* [Required action]: Word for word, copy out the records given below.
[Extracted records Boundary: Start]
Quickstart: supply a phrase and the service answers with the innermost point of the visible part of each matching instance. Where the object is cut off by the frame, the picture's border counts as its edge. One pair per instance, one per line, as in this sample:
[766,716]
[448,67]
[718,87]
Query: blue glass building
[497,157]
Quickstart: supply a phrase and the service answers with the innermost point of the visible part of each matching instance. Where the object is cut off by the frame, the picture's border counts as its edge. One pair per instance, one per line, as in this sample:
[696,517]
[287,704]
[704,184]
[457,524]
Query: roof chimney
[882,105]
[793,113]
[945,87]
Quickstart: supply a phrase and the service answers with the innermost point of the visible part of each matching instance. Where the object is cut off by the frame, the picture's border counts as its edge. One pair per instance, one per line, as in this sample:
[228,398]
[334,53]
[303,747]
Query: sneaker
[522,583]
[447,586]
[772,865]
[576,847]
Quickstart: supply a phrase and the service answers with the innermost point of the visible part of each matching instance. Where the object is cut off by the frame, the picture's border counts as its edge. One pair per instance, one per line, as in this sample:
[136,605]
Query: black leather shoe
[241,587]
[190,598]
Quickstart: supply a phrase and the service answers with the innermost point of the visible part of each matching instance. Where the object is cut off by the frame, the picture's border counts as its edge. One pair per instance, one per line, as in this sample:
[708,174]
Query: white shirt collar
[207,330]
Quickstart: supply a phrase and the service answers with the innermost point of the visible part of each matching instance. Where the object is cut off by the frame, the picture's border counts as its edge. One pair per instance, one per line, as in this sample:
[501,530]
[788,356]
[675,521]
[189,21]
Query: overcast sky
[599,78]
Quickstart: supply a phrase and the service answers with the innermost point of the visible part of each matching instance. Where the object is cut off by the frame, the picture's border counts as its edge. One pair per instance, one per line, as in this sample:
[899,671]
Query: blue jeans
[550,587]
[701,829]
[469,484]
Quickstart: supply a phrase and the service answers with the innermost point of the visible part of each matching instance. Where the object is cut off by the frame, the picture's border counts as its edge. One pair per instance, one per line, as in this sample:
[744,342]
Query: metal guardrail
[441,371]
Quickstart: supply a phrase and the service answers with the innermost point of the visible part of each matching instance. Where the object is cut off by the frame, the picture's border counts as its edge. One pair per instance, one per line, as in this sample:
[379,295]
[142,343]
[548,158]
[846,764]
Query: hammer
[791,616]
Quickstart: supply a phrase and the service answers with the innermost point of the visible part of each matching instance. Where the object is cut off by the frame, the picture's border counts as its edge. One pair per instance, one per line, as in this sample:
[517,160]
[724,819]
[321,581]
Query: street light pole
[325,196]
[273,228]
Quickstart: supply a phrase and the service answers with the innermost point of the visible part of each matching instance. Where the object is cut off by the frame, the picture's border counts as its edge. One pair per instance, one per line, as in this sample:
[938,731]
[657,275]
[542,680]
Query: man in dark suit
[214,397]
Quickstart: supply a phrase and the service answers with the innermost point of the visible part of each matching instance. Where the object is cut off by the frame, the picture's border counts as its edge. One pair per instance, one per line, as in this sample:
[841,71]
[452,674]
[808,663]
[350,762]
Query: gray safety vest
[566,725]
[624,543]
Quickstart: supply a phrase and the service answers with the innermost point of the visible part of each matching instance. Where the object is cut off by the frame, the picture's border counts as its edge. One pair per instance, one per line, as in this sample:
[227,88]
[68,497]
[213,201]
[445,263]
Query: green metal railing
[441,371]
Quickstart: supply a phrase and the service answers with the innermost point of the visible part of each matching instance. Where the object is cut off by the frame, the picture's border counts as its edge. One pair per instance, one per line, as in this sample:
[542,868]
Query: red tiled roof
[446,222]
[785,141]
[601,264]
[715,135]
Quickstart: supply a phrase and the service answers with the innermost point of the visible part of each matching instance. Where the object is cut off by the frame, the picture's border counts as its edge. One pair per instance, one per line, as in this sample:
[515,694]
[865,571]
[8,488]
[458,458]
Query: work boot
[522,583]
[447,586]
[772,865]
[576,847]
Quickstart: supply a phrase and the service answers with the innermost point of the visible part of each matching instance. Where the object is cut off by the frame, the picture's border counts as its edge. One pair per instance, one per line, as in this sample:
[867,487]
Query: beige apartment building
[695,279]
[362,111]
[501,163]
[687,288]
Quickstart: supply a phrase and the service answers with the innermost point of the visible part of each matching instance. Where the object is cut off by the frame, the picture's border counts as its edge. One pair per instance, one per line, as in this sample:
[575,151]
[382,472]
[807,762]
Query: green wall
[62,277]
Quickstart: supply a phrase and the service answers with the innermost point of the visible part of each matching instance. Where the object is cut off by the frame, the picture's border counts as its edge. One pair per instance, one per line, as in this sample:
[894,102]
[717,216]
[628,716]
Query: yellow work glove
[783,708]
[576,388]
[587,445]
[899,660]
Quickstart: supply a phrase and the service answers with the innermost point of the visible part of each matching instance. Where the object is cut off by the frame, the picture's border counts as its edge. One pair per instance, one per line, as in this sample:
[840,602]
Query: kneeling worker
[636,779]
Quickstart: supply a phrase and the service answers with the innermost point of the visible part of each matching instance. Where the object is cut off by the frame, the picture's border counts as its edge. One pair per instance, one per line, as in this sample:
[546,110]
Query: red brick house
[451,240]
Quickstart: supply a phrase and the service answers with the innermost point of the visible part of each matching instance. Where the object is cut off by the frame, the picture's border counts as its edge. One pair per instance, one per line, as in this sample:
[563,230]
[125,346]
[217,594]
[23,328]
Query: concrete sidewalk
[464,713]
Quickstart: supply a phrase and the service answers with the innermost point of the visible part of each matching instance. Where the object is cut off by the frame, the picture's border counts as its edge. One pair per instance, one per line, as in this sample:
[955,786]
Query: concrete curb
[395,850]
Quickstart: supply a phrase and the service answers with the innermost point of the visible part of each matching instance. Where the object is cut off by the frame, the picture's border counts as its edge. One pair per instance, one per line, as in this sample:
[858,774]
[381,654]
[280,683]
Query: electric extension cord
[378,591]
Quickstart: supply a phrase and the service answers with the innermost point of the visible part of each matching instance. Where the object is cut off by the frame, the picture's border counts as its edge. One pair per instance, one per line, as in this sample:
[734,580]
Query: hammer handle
[Extracted records Boundary: End]
* [Response to this task]:
Quickstart: supply a phrase and the service answers with the innermost point of the visible part of each matching instance. Where the object is cut off by the frame, the picture's border counts as its edge. One pair per instance, one per line, as in this sample:
[766,716]
[448,67]
[718,87]
Query: blue glass building
[497,157]
Quickstart: supply a phrase and the service answers with the innermost point of the visible part of each matching instance. Where the object is cut off by the frame, the picture's border counts as its edge. One pair per instance, one per line, as in this sample:
[696,517]
[287,704]
[704,184]
[457,524]
Query: roof chimney
[882,105]
[793,113]
[945,87]
Quickstart: supply a phrase and the service answers with the innermost point of the visible part of each matching instance. Where the object is cut off by the frame, the picture's border counts as its edge. One pair per instance, one per line, as in this sample:
[228,398]
[334,53]
[303,747]
Query: sneaker
[522,583]
[447,586]
[772,865]
[576,847]
Quickstart: supply a phrase and the service answers with the innermost point of the visible part of each matching instance. Where the object is cut off by the frame, the picture's border counts as its edge. One pair per instance, one per line, as in this sample:
[136,605]
Query: black leather shoe
[241,587]
[190,598]
Quickstart: supply a phrase and the service answers with the innermost point of the visible part of each matching instance. Where the object is cut off by the frame, the picture's border counts as its edge. One pair per instance, one per line, as in this sample:
[708,174]
Query: white shirt collar
[207,330]
Quickstart: supply a phrase and the service answers with the innermost point of the visible part of each matching instance. Where the object is cut off by the frame, the picture's border counts as its edge. One pair per instance, one per line, as in this sample:
[501,530]
[788,356]
[675,521]
[189,21]
Query: overcast sky
[599,78]
Quickstart: supply a phrase and the service answers with the innermost point of the visible part of each matching instance. Where the object is cut off by the frame, the picture's border counts as its edge. One pair per instance, one per line, as in this sample:
[899,671]
Query: blue jeans
[550,587]
[701,829]
[469,484]
Quickstart: supply a phrase and the service answers with the innermost point of the visible part of each matching instance. Where the object is cut off by the frame, the picture's border counts as its edge. One pair per instance, one per line, as in this sample:
[744,342]
Query: metal guardrail
[441,371]
Quickstart: supply a phrase and the service answers with the innermost point of the visible part of each matching instance. Where the object is cut off by the frame, the picture's border counts as its edge. One pair per instance, one per line, as in this sample:
[379,295]
[142,343]
[548,158]
[846,764]
Query: hammer
[791,616]
Quickstart: supply a phrase and the service answers with the innermost point of the visible part of each matching instance. Where the object is cut off by the frame, the picture's border counts as its edge. One pair per instance, one per line, as in this sample:
[517,160]
[724,819]
[321,581]
Query: street light pole
[325,196]
[273,228]
Quickstart: supply a phrase and the service answers with the innermost point of the visible part of each matching instance. Where the object is cut off by the frame, the picture's border counts as its edge. One pair per instance, one per line, as in this sample:
[938,731]
[657,275]
[542,680]
Query: man in dark suit
[214,397]
Quickstart: supply a phrase and the service answers with the innermost point of the visible part of each matching instance. Where the object is cut off by the frame, the picture's border counts as its edge. One pair per instance, one per line, as in this sample:
[841,71]
[452,674]
[808,663]
[350,762]
Query: gray safety vest
[566,725]
[624,543]
Quickstart: supply a phrase and the service answers with the innermost point of the visible part of each matching instance. Where the object is cut off by the frame, the picture's border counts as its edge. One pair per instance, one per line, as in this sample:
[227,88]
[68,497]
[213,201]
[445,263]
Query: green metal railing
[441,371]
Quickstart: supply a phrase and the service answers with the innermost point of the visible part of each matching instance. Where the object is cut off by the frame, the picture's border counts as its edge. One pair per instance, one per line, as in this sample:
[542,868]
Query: red tiled roof
[446,222]
[785,141]
[601,264]
[715,135]
Quickstart: supply a phrase and the service answers with the innermost point of the visible part of each matching instance. Where the object is cut off by the frame, the picture's border counts as its edge. One pair per instance, one per line, as in this sample:
[515,694]
[865,571]
[8,488]
[458,458]
Query: work boot
[522,583]
[447,586]
[772,865]
[576,847]
Quickstart: supply a phrase and the service answers with the innermost point of the visible part of each matching instance. Where the object is cut off by the frame, the picture's border counts as its edge. One pair per instance, one per line, as in this sample:
[867,487]
Query: beige apartment building
[695,279]
[362,111]
[501,163]
[687,288]
Quickstart: supply a phrase and the service answers with the innermost point of the visible part of each matching instance. Where the object is cut off by the frame, the picture's border counts as its edge. One pair per instance, one per line, as in this sample:
[575,151]
[382,472]
[807,762]
Query: green wall
[62,277]
Quickstart: supply a phrase and the service answers with the innermost point of the visible part of each matching instance. Where the object is cut off by the frame, the picture's border counts as its edge. One pair per instance, one per line, as in this sample:
[894,102]
[717,216]
[628,716]
Query: yellow work glove
[783,708]
[576,388]
[587,445]
[899,660]
Quickstart: supply a phrase and the service answers with the innermost point of the visible part of each matching instance. Where the object is cut off by the frame, the picture's border counts as its edge. One pair per instance, one per line, as in this sample:
[840,602]
Query: kneeling worker
[636,779]
Quickstart: supply a phrase and the service answers with the innermost point of the visible part of each matching instance. Where the object is cut off by the frame, the picture's border counts as its edge. One pair per instance, one per line, as in this sample:
[546,110]
Query: red brick house
[451,240]
Quickstart: supply a phrase and the service answers with the innermost point of the visible part of each matching instance. Where the object is cut off by the frame, the picture's border counts as its edge. One pair per instance, one per line, as in this sample:
[563,230]
[125,346]
[217,594]
[23,328]
Query: concrete sidewalk
[464,713]
Quickstart: supply a phrase and the service answers with the innermost point of the visible part of each matching instance. Where the object is cut off by the frame, the picture's border counts as its edge. One pair per instance, one per line, as in this sample:
[955,786]
Query: concrete curb
[395,850]
Quickstart: supply a phrase and the service answers with the innermost point of the visible part of each matching instance. Where the object is cut off by the frame, the picture's border counts as its edge. One pair per instance, one per line, as in this sample:
[858,774]
[381,654]
[280,683]
Query: electric extension cord
[378,591]
Quickstart: supply a phrase and the service answers with the innermost point of the visible part of each matching instance. Where the object is cut off by the frame, the picture's border counts as its edge. One pair per instance, one per line, as in this sample:
[734,580]
Query: hammer handle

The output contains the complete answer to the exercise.